• **QUESTIONS TO ANSWER**
a - In the article on the cancellation of Cops, which newspaper pointed out the show's racial bias during its premiere season?
b - Copy the passage of the article on the cancellation of Cops from "As Color of" to "were disproportionately white.", swapping "spur of the moment" for "sudden".

Cops has been canceled after it’s 32nd season. The long-running reality television series was pulled from Paramount (formerly Spike TV) Network concluding its six-year stint. A network spokesperson said there are no plans to bring it back.
The cancelation comes the very day the series’ 33rd season was to premiere and in the wake of ongoing protests over the murder of George Floyd in the US and across the globe. Online racial justice organization Color of Change took credit for the cancelation as well as the cancelation of LivePD from A&E Networks following conversations they claim to have had with both networks.
As Color of Change’s post indicates, this isn’t a spur of the moment decision and efforts to have Cops dropped from TV lineups have been going on for years. The Washington Post reported earlier this week that The New York Times pointed out the show’s racial bias during its premiere season back in 1989. In the intervening years, during the shows 25-year run on Fox, it was the subject of numerous studies that showed the series portrayed African-American men disproportionately as offenders, usually of violent crime (the same was true for Latin-Americans) while police were disproportionately white.
Obviously, many relationships with the police are being called into question right now, and reality portrayals of them on television are not the only relationships being terminated as protests and activism continue; school districts are ending their relationships with local police departments and removing police officers from their hallways, the military is scaling back its weapons and equipment deals with police departments, and entire municipalities are considering defunding their departments up to and including possible disbandment of their police forces.
A series glorifies predominantly white police chasing “bad boys,” overwhelmingly people of color, sometimes with the help of unleashed dogs, is the antithesis of what people are seeking in their world at this instant, and frankly its removal from the airwaves is long overdue. Police abuse of power and systemic racism are issues driving the movements that sprang up across the globe.
These are positive and necessary reactions to one of the most horrid and public crimes the world has ever collectively witnessed–a murder that is representative of a systemic disease that has been subjugating black people for hundreds of years. Racism must be confronted on all fronts and in all forms from the conspicuous to the subtle and subversive.

• **DATA SUPPLIED**
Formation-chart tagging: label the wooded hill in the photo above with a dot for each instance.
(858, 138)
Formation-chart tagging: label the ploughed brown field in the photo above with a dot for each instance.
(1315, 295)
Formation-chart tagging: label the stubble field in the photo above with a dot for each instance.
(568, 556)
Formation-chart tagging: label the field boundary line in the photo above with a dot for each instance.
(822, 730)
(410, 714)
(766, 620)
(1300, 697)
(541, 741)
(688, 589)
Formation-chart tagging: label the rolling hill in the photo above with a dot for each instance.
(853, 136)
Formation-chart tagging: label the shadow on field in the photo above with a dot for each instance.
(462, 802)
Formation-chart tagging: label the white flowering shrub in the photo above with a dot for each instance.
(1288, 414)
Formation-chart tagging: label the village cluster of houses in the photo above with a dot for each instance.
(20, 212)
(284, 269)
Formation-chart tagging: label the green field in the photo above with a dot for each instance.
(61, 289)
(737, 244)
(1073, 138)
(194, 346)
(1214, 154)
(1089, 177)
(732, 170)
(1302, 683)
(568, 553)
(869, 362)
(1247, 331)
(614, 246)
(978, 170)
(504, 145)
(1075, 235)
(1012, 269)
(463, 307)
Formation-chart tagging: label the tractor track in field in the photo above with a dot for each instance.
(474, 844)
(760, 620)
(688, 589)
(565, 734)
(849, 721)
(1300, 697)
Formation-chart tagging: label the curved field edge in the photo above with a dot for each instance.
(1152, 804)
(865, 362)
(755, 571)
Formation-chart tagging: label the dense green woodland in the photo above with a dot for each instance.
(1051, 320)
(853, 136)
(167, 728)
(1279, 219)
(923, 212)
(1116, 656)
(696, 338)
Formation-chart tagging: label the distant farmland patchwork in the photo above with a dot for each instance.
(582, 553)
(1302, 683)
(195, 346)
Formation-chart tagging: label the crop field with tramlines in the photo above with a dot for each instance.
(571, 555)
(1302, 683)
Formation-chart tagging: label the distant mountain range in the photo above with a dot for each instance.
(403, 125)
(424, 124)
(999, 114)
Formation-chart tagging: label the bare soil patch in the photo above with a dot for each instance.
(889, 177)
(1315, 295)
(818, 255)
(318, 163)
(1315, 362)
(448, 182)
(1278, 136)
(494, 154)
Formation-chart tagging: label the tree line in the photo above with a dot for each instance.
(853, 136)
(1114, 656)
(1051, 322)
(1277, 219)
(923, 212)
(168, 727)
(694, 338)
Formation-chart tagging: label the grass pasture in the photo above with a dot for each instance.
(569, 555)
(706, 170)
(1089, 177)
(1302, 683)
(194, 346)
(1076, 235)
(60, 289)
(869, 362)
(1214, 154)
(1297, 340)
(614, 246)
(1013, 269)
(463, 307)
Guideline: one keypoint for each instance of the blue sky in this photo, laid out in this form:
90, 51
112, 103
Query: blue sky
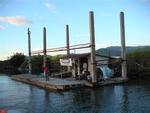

• **RESULTS FOR THE EXERCISE**
a - The New York Times.

b -
As Color of Change’s post indicates, this isn’t a sudden decision and efforts to have Cops dropped from TV lineups have been going on for years. The Washington Post reported earlier this week that The New York Times pointed out the show’s racial bias during its premiere season back in 1989. In the intervening years, during the shows 25-year run on Fox, it was the subject of numerous studies that showed the series portrayed African-American men disproportionately as offenders, usually of violent crime (the same was true for Latin-Americans) while police were disproportionately white.